◆ **TASK DETAILS**:
Return each of the entries below verbatim, line for line, with nothing changed or left out.

Region labeling entries:

++++++

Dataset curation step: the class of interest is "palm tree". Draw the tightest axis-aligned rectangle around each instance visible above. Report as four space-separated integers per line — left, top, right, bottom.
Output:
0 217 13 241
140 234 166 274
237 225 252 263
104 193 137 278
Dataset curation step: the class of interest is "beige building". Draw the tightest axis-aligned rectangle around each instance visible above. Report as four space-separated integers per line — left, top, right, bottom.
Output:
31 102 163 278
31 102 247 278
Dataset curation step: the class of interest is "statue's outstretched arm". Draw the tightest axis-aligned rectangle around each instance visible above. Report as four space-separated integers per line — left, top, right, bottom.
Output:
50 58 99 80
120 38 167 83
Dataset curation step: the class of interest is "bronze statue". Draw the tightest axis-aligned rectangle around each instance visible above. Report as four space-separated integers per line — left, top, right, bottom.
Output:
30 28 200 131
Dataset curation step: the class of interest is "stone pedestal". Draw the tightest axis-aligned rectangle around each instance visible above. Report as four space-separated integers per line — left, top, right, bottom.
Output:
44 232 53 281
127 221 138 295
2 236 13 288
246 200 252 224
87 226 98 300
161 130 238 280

++++++

◆ **SOLUTION FOR THIS PROBLEM**:
Dataset curation step: the class of interest is "palm tree". Draw the tightest axis-aligned rectangle around each instance visible above. Report as four space-separated integers per line — left, top, right, bottom.
Output:
0 217 13 241
140 234 166 274
237 225 252 263
104 193 137 278
Dataset curation step: the class of interest is "beige building". Draw the tightest axis-aligned rectangle around each instance visible above. Report as four space-separated integers per line — left, top, right, bottom.
Output:
31 102 163 278
31 102 247 278
Dataset curation step: the class of interest is "statue's outstretched arm". Draw the tightest axis-aligned rectangle around each instance visible above. Report as four space-separated integers per line — left, top, right, bottom.
Output:
50 58 99 80
120 38 167 83
Dataset curation step: the class of interest is "bronze statue". Draw the tightest axis-aligned rectangle around each instance visible above. Report as four space-separated integers per line — left, top, right, bottom.
Output:
30 28 200 131
Dataset curation step: the class of interest is "stone pedestal". Draw the tightest axis-aligned rectangle around each instance visible above. Report as four space-separated integers per line — left, top, right, bottom.
Output:
44 232 53 281
127 221 138 295
2 236 13 288
246 200 252 224
87 226 98 300
161 130 238 280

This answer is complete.